[REQUIRED WORK]
Reproduce exactly the final portion of the data: every line from the one containing "Each instance receives one keypoint. Mark the stone wall" through the last line, inclusive.

(Dataset records about object locations)
>>>>>

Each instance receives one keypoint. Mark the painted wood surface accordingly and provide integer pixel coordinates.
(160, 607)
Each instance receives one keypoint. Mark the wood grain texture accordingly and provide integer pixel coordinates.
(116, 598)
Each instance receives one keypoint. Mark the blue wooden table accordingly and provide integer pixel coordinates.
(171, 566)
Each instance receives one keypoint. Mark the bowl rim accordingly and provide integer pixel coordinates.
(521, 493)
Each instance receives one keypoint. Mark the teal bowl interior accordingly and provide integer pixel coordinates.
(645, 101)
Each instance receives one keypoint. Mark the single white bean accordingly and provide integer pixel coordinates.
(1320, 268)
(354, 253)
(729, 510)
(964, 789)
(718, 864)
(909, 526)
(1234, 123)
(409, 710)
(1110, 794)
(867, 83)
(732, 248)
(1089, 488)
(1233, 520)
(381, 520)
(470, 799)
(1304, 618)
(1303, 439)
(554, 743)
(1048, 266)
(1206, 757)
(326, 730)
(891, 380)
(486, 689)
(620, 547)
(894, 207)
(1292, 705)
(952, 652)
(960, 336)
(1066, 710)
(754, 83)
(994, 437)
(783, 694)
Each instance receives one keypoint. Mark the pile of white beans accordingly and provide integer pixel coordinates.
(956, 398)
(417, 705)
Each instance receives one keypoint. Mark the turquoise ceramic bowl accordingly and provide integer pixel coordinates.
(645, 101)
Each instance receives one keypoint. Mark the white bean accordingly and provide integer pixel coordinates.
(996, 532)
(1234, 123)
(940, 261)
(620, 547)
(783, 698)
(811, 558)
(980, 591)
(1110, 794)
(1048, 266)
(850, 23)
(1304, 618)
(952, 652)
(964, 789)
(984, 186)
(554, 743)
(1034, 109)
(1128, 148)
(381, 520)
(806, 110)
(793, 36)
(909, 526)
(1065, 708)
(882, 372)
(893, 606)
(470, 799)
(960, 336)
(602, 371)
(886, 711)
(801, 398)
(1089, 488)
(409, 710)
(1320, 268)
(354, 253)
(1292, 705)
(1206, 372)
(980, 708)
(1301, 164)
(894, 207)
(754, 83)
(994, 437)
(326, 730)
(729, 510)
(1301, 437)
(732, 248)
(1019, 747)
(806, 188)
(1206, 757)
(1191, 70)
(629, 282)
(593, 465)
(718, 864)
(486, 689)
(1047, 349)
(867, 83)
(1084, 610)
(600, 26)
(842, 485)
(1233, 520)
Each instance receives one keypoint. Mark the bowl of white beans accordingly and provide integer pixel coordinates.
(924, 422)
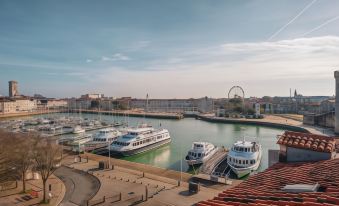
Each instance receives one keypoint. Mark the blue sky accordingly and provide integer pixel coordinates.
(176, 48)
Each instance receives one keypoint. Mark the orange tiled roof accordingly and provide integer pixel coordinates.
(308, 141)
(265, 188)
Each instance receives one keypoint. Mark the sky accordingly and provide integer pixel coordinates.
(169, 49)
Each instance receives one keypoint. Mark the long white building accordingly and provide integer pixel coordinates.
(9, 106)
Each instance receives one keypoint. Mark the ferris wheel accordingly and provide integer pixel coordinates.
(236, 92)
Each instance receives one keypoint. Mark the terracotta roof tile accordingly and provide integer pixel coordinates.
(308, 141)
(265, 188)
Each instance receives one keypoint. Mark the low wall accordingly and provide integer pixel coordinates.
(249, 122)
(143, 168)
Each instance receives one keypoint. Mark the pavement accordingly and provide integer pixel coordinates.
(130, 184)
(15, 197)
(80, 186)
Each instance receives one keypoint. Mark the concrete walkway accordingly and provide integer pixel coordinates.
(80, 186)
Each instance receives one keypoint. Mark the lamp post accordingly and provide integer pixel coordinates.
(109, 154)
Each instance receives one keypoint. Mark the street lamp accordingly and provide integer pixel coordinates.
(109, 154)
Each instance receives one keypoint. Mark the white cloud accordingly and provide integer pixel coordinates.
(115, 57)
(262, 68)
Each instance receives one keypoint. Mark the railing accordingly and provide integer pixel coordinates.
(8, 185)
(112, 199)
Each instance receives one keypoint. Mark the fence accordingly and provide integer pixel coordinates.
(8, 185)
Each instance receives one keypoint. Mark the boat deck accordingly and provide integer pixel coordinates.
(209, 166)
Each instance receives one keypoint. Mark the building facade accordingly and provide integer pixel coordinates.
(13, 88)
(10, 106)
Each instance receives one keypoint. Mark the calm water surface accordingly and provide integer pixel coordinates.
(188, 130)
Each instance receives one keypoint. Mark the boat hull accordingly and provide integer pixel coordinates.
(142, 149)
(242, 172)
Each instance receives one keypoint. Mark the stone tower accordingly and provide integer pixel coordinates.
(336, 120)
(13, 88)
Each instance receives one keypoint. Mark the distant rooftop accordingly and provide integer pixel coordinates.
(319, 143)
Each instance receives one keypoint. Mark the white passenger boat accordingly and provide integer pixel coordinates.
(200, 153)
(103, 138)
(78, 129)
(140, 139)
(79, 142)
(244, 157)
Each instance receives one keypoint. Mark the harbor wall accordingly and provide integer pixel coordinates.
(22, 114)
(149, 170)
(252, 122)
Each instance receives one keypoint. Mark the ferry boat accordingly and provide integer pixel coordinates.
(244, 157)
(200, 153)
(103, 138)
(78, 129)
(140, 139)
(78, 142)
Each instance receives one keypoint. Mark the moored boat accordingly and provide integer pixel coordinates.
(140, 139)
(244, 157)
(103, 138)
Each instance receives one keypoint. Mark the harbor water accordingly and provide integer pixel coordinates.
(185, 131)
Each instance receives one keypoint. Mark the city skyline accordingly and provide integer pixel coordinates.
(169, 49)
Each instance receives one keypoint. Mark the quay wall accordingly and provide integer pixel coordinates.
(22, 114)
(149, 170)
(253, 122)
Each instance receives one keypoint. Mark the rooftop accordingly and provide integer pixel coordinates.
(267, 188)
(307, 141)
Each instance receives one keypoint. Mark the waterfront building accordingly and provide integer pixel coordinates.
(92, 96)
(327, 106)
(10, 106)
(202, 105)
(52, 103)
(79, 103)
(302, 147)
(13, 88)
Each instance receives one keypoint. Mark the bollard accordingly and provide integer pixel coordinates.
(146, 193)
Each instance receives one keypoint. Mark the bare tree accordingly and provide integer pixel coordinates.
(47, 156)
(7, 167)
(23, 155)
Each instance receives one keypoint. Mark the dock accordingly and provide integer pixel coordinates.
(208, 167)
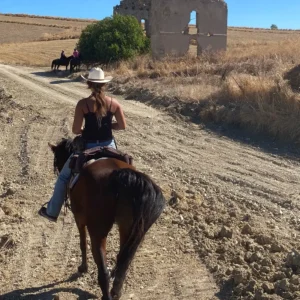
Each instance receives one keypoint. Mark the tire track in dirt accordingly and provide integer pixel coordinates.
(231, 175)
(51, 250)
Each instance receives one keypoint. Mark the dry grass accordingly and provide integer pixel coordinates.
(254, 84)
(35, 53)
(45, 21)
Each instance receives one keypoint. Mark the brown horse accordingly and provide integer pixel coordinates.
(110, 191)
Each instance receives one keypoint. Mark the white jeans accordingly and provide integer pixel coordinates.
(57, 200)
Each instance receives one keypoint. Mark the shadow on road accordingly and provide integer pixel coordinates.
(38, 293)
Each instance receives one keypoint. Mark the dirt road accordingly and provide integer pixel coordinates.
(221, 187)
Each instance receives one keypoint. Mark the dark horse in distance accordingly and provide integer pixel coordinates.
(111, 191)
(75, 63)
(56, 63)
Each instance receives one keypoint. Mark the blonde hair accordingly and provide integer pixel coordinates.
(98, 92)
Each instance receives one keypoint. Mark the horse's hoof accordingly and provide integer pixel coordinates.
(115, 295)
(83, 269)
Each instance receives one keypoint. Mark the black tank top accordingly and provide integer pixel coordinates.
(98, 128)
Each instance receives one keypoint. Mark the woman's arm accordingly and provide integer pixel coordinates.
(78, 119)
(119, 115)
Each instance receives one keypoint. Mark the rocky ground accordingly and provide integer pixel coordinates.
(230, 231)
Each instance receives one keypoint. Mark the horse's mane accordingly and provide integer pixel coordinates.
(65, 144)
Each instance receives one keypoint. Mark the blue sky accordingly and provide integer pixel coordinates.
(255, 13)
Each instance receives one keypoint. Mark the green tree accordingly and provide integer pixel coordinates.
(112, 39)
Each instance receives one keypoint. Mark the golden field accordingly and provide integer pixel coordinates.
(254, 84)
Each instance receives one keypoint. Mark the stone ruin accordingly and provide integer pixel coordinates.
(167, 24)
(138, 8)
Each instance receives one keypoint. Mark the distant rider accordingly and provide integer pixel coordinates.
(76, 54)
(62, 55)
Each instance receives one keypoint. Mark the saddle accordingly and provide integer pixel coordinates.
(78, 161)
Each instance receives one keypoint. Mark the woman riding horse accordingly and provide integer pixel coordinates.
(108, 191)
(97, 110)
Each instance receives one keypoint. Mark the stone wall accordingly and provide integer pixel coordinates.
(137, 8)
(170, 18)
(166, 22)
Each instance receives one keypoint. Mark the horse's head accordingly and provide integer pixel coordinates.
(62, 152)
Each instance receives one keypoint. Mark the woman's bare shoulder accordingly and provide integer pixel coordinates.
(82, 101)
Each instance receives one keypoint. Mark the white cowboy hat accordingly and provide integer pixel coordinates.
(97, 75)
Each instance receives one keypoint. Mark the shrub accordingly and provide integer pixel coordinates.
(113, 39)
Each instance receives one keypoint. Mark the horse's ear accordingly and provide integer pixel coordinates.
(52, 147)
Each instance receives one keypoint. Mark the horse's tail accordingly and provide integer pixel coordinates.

<<<<<

[THE RESULT]
Each instance receives one keypoint. Mark the stone wall accordingly and provide integer pixel coordinates.
(137, 8)
(170, 18)
(166, 22)
Each instance receives one keypoint. Mark the horse's head accordingly and provide integer pixel coordinates.
(62, 152)
Each instance receives one keypoint. Mark the woman's bare shoulder accordingly and provide integer pixel coordinates.
(82, 101)
Each instance receives one keypoint. Mark the white cowboy hat accordingly and provide integer pixel coordinates.
(97, 75)
Each instance receives one keypoint. Mark the shrub accordingly and provide integer pixel coordinates.
(113, 39)
Each instance receives one keypoint. Mark the horse's ear accordingly and provide integer pixel coordinates.
(52, 147)
Each instance receives one keypoint. Mark the horse's tail accordingly and provide integer pixel coordinates.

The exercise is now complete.